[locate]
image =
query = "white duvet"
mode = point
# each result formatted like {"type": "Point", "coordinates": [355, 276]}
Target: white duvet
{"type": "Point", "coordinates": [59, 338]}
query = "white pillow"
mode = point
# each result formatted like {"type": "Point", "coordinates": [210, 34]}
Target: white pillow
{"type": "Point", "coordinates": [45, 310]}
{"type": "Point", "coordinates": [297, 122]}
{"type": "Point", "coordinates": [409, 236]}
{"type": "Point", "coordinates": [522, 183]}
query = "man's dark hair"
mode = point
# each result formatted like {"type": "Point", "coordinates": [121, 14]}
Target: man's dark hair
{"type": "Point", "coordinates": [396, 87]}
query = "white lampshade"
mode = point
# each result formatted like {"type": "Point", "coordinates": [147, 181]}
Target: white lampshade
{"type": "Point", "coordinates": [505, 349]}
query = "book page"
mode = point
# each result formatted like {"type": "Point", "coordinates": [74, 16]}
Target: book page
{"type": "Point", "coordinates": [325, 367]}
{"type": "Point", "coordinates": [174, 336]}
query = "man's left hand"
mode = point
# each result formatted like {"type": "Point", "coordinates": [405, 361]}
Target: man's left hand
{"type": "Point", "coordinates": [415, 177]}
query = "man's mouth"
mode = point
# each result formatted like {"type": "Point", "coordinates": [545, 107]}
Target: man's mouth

◇ ◇ ◇ ◇ ◇

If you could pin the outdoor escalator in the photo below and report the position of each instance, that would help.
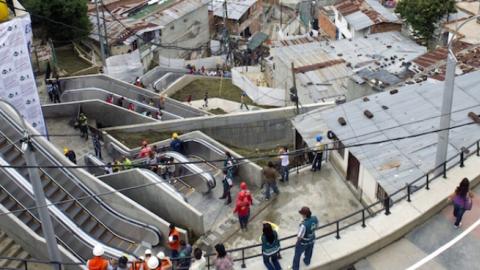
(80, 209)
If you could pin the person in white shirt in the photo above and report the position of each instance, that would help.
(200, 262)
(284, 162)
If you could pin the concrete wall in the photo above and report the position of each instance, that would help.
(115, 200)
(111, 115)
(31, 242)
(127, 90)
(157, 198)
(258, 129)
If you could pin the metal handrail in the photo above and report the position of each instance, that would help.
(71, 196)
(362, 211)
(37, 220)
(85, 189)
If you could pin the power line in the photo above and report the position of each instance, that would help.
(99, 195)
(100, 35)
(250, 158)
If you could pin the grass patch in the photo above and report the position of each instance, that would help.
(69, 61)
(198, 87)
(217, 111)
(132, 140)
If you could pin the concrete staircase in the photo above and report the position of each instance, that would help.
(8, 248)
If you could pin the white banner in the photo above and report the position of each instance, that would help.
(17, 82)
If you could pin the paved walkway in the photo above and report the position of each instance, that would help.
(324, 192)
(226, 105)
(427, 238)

◇ ◇ ◇ ◇ ◇

DIRECTIVE
Report each line of the data above that contains the word "white", copying every such line in full.

FULL ANSWER
query = "white duvet"
Target: white duvet
query = "white pillow"
Target: white pillow
query = "white lampshade"
Target: white lampshade
If you could pin the person in white shirt in the photo above and report the position of each instance, that would help.
If you could pin the white banner in the photo above and report the position of each instance, that would help.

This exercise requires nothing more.